Available data —
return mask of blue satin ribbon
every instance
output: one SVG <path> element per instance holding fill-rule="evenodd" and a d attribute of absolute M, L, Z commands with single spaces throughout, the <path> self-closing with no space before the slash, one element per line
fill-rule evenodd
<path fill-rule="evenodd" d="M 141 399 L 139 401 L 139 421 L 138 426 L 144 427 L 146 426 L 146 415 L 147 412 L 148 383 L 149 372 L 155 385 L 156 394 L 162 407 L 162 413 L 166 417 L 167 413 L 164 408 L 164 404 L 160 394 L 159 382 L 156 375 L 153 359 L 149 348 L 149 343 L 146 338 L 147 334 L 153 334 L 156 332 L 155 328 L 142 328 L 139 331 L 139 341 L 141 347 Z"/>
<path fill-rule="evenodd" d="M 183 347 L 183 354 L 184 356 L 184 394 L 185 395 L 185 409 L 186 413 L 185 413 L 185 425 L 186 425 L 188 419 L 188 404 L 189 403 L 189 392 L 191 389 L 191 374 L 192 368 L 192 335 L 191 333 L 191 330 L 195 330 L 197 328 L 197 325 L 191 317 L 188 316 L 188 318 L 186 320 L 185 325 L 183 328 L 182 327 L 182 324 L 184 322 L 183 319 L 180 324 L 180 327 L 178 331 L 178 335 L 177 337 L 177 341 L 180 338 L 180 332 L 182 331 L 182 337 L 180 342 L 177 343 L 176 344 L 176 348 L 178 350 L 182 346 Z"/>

What the exercise asks — Copy out every line of the data above that contains the word "instance".

Task solution —
every instance
output: one SVG <path> element per instance holding fill-rule="evenodd" and a d attribute of absolute M, L, Z commands with single spaces throughout, the <path> self-closing with no space before the slash, one element per line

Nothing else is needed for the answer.